— Extract —
========

By Rabbi Yitzchok D. Frankel
Agudath Israel of the Five Towns
And Moshe spoke to the heads of the tribes of the Bnei Yisrael, saying, “This is the word that Hashem has commanded.”
“This is the word.”—Moshe prophesied using the expression, “So said Hashem, ‘At the splitting of the night, etc.’” (Sh’mos 11:4), and the other prophets prophesied using the expression, “So said Hashem.” But in addition Moshe prophesied using the language, “This is the word.”
What is the significance of introducing a prophecy with the expression “This is the word,” rather than “So said Hashem”? Also, why is this difference between Moshe’s language and that of the other prophets emphasized here? Although this is not the only time the expression “This is the word” is used, it is not used frequently; therefore, wherever we find it we must try to understand why the Torah chose to emphasize Moshe’s unique abilities in that particular place.
To answer these questions, we must first realize that wherever the Torah uses the words zeh or zos—“this”—it indicates that the object spoken of is such that one can point to it with one’s finger. Rashi tells us this in a number of places in the Chumash; for instance, in connection with the sanctification of the new moon.

========

— Prompt A —
In the commentary, echo the stretch from "What is the" through "the new moon." word for word.
— Prompt B —
Answer these from the commentary:
(i) To whom does Moshe speak in the opening verse?
(ii) What source is given for the phrase "At the splitting of the night"?
(iii) According to the commentary, what does the Torah show when it uses the words zeh or zos?
— Prompt C —
Rewrite the paragraph of the commentary that begins "What is the significance" as a short list of its main points.
The material that follows has nothing to do with any of this.

— Supplied information —
========

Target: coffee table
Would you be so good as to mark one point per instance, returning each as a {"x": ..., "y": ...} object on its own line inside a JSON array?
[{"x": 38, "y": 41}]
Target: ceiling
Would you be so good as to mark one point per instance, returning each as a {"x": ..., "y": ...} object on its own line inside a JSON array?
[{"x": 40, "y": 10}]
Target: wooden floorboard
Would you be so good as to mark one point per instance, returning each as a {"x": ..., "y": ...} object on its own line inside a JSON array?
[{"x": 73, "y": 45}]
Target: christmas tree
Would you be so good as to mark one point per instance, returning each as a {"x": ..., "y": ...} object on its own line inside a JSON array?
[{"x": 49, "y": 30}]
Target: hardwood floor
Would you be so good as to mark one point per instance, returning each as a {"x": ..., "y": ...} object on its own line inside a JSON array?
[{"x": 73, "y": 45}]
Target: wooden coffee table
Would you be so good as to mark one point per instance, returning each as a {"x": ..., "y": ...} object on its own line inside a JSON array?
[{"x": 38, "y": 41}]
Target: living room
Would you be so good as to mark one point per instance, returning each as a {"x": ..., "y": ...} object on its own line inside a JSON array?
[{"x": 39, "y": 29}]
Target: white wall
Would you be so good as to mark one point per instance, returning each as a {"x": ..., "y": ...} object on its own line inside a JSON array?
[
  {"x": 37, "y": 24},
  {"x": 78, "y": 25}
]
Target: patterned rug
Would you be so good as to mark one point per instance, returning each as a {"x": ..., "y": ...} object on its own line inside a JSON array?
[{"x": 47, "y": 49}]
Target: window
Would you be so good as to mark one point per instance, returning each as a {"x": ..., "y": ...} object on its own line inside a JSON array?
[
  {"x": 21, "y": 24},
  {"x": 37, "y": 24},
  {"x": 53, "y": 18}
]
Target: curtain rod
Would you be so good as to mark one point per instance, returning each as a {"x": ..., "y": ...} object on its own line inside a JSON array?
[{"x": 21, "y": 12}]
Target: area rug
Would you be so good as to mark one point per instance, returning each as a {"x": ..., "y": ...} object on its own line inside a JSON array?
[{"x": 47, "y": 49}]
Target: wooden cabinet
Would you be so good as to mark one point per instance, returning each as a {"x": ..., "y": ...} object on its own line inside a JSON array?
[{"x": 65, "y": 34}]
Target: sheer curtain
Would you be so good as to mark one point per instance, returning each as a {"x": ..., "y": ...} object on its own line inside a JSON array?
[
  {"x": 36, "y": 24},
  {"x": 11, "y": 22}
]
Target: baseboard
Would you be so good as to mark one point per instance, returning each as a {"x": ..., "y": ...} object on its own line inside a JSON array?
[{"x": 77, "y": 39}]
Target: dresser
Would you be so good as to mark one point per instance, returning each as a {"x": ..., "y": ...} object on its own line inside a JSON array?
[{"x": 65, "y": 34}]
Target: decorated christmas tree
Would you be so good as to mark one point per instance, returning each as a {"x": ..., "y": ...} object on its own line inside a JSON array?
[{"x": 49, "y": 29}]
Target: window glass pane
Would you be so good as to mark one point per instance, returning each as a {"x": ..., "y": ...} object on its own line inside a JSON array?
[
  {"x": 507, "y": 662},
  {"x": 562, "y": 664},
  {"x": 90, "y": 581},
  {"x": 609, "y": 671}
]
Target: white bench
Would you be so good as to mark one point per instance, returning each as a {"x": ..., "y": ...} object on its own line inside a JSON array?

========

— Reply A —
What is the significance of introducing a prophecy with the expression “This is the word,” rather than “So said Hashem”? Also, why is this difference between Moshe’s language and that of the other prophets emphasized here? Although this is not the only time the expression “This is the word” is used, it is not used frequently; therefore, wherever we find it we must try to understand why the Torah chose to emphasize Moshe’s unique abilities in that particular place.
To answer these questions, we must first realize that wherever the Torah uses the words zeh or zos—“this”—it indicates that the object spoken of is such that one can point to it with one’s finger. Rashi tells us this in a number of places in the Chumash; for instance, in connection with the sanctification of the new moon.

— Reply B —
(i) The heads of the tribes of the Bnei Yisrael.
(ii) Sh'mos 11:4.
(iii) That the object spoken of can be pointed to with one's finger.

— Reply C —
- Why does a prophecy begin with "This is the word" instead of "So said Hashem"?
- Why does this verse stress the difference between Moshe's wording and that of the other prophets?
- The expression "This is the word" appears more than once, but not often.
- So wherever it appears, we should ask why the Torah chose that place to stress Moshe's unique abilities.